> [PROBLEM]:
How many lines in these records hold the string "pixels"? Reply with the number alone.

> [DATA FOR THIS EXERCISE]:

========================

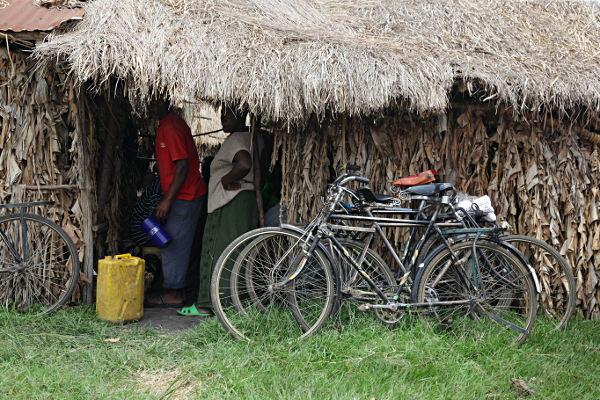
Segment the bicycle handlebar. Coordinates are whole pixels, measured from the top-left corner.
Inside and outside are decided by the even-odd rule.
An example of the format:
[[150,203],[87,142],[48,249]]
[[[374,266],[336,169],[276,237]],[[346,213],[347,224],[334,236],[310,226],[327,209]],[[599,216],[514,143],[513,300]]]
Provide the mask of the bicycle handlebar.
[[360,174],[356,173],[356,172],[348,172],[348,173],[342,174],[342,175],[338,176],[337,178],[335,178],[335,180],[333,181],[333,184],[338,185],[339,182],[343,181],[344,179],[349,178],[349,177],[355,177],[355,176],[360,176]]
[[342,165],[342,169],[347,171],[360,171],[360,166],[354,164],[344,164]]
[[[348,175],[348,174],[344,174],[344,175]],[[342,177],[344,175],[342,175]],[[341,182],[338,183],[338,185],[344,186],[346,183],[348,183],[350,181],[357,181],[357,182],[361,182],[361,183],[365,183],[365,184],[371,182],[371,180],[369,178],[365,178],[364,176],[346,176],[344,179],[342,179]]]
[[53,206],[54,201],[31,201],[28,203],[0,204],[0,208],[29,208],[38,206]]
[[[354,164],[344,164],[342,166],[342,170],[344,170],[344,169],[348,170],[348,171],[360,171],[360,167],[358,165],[354,165]],[[344,186],[346,183],[348,183],[350,181],[357,181],[357,182],[364,183],[364,184],[368,184],[369,182],[371,182],[371,180],[369,178],[360,176],[360,174],[358,172],[346,172],[345,174],[338,176],[333,181],[332,184]]]

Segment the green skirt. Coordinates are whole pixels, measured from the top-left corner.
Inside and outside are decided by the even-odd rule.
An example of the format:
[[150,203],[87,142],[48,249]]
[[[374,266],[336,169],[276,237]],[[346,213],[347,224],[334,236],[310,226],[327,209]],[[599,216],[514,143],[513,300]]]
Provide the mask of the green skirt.
[[202,240],[197,307],[212,308],[210,281],[215,263],[238,236],[258,228],[258,206],[253,191],[244,190],[225,206],[208,214]]

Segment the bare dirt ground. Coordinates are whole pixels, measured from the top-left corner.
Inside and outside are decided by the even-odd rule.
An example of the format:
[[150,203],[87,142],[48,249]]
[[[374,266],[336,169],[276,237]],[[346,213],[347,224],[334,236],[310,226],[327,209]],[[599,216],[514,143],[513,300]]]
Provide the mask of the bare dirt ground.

========================

> [ANSWER SPACE]:
3